**TASK INSTRUCTIONS**
Put every line of the records below into a Markdown table with the columns Row and Text, numbering the rows and skipping blank lines. Leave the pictures out of the table.
* start SUPPLIED MATERIAL *
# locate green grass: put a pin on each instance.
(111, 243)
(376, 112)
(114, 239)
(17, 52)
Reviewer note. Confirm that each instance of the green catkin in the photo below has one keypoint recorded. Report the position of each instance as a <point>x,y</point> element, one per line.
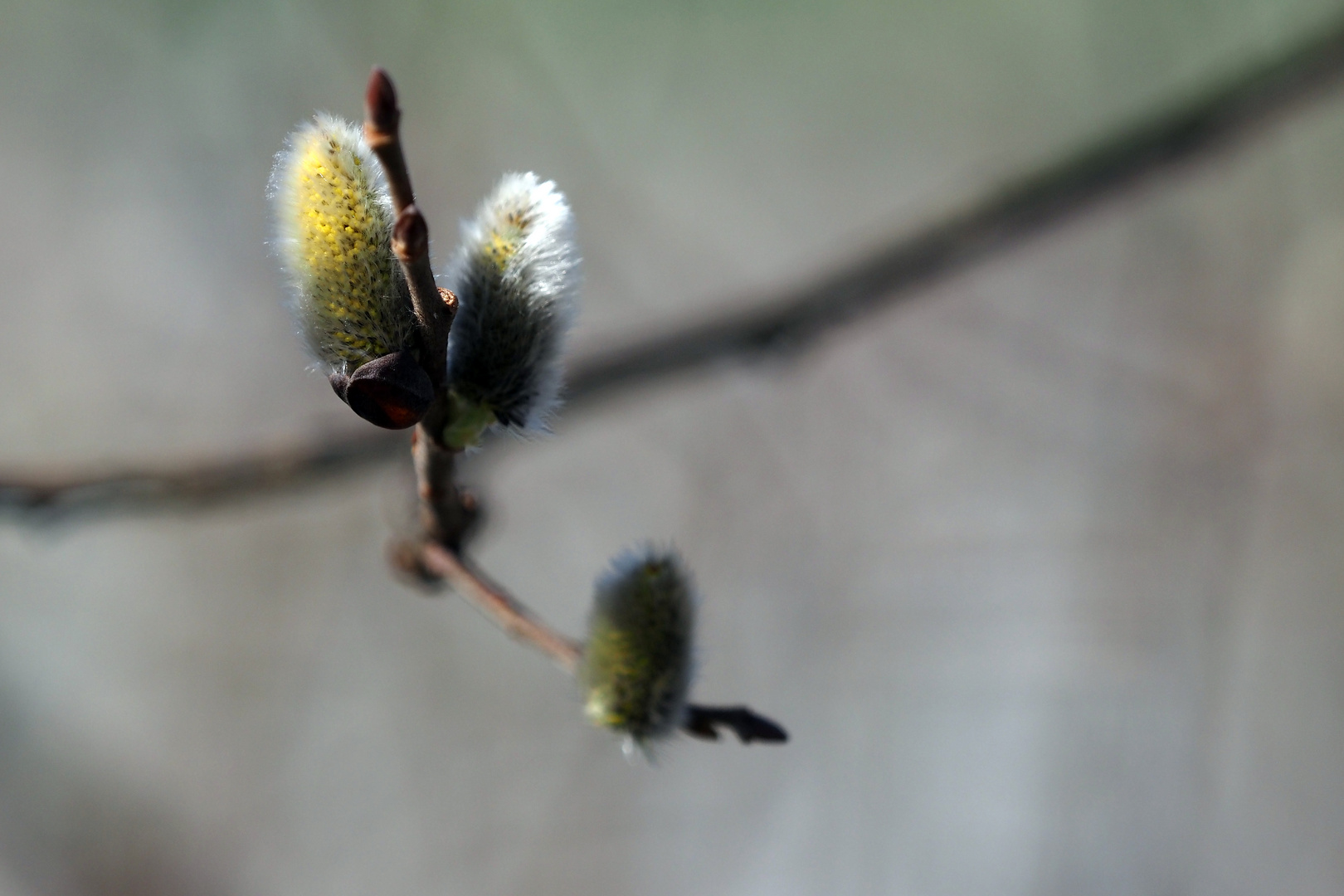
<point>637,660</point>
* end SUPPLIED MATERIAL *
**OUTPUT**
| Row | Text |
|---|---|
| 1 | # locate green grass: put a pin on each instance. |
| 2 | (111, 243) |
| 3 | (376, 112) |
| 4 | (114, 239) |
| 5 | (17, 52) |
| 6 | Reviewer note. Confirm that each instance of the green catkin in the photo below has one keypoint recorded. Report the position of each instance as a <point>x,y</point> element, one per line. |
| 7 | <point>637,660</point> |